> Prompt:
Rewrite the items below, replacing "trace the outline" with "mark the boundary" wherever it appears and leaving everything else as it is.

> Recorded information:
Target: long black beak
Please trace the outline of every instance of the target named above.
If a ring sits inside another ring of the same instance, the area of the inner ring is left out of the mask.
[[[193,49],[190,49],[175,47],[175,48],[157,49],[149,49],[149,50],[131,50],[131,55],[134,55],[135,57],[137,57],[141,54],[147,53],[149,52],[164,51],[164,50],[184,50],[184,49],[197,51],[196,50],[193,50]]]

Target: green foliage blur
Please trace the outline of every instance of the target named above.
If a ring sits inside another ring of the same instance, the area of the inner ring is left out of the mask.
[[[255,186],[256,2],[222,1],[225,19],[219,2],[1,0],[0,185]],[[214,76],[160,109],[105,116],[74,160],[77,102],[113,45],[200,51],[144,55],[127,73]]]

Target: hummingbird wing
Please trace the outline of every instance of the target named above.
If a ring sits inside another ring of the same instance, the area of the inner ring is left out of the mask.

> Output for this exercise:
Target: long black beak
Please mark the boundary of every instance of the target named above.
If a ring sits inside another ring of the same instance, the area of the inner ring is left out of the mask.
[[[193,49],[190,49],[175,47],[175,48],[157,49],[149,49],[149,50],[131,50],[131,55],[134,55],[135,57],[137,57],[141,54],[147,53],[149,52],[164,51],[164,50],[184,50],[184,49],[197,51],[196,50],[193,50]]]

Target: green foliage blur
Please mark the boundary of every instance of the target named above.
If a ring sits inside another ring of the same instance, the area of the inner ring is left out of the mask.
[[[255,186],[256,2],[222,1],[225,19],[219,2],[1,0],[0,185]],[[214,76],[160,109],[105,116],[74,160],[77,102],[113,45],[200,51],[144,55],[127,73]]]

Target: hummingbird wing
Please mark the boundary of every instance of the target named above.
If a ring sits inside another ring of the same instance, the area of the inner ring is left out of the mask.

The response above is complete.